▸ REQUIREMENT
Retype every row below character for character, leaving out the pictures.

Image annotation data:
────────────────────────────────────────

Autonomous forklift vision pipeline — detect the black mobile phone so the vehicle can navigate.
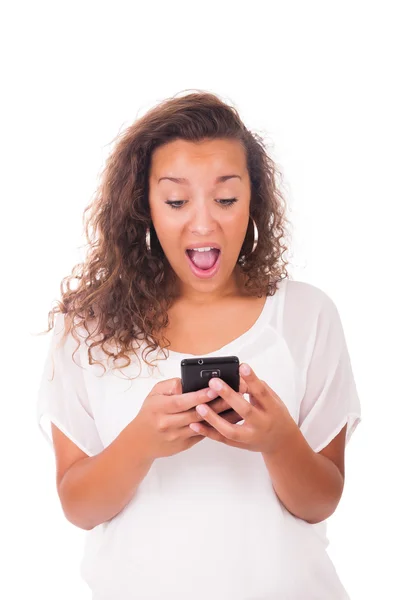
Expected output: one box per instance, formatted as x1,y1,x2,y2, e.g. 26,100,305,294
181,356,240,394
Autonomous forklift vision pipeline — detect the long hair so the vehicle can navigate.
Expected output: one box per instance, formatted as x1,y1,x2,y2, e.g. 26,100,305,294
39,92,288,376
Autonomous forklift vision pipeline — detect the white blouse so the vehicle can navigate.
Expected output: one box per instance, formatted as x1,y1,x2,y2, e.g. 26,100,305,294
37,279,361,600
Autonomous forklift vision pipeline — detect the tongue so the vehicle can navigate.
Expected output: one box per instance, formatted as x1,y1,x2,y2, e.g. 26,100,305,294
188,249,219,271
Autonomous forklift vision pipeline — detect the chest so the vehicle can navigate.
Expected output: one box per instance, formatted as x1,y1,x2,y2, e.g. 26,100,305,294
163,296,268,354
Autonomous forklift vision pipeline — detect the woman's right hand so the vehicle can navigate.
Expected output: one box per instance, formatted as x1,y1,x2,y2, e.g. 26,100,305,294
132,377,243,459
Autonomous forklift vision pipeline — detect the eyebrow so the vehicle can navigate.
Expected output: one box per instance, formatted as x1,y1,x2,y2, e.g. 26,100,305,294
158,175,242,183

────────────────────────────────────────

▸ RESPONSE FOR THIS EXERCISE
Autonomous forklift vision pipeline — detect the black mobile phone so the vehicle can navigate.
Expected output: one box per instance, formatted as x1,y1,x2,y2, e.g. 26,100,305,294
181,356,240,394
Autonomous forklift vision pipeline — detect the long hair so the vehicle can navigate.
Expected output: one box per instance, formatted as x1,y1,x2,y2, e.g. 26,100,305,294
39,92,288,376
Autonomous forklift vision pipeline — detect the white blouse so the vehicle can navigate.
Expected output: one box per instance, formatted as x1,y1,x2,y2, e.g. 26,100,305,294
37,279,361,600
Autonomous forklift vision pipeline — detect the tongue so the vehicle can navigate.
Expected output: one box per instance, formatted as x1,y1,x2,y2, e.g. 26,100,305,294
188,249,219,271
Autonomous forklift vision pipeline — detect the chest so the vehicle can navigate.
Expected output: one box per instance, formatted as x1,y1,x2,y2, e.g. 26,100,305,294
163,296,268,354
Autonomous forklift vision pipeline — detect the woman's right hand so the vehicle can navigate.
Expected output: one box per instance, formatted as x1,y1,x2,y2, e.g. 26,100,305,294
132,377,243,459
Autonomous forklift vision pipeline — detect the eyebrow so the vehicle can navigate.
Expected output: one box per instance, formatted as x1,y1,x2,y2, e.g. 26,100,305,294
158,175,242,183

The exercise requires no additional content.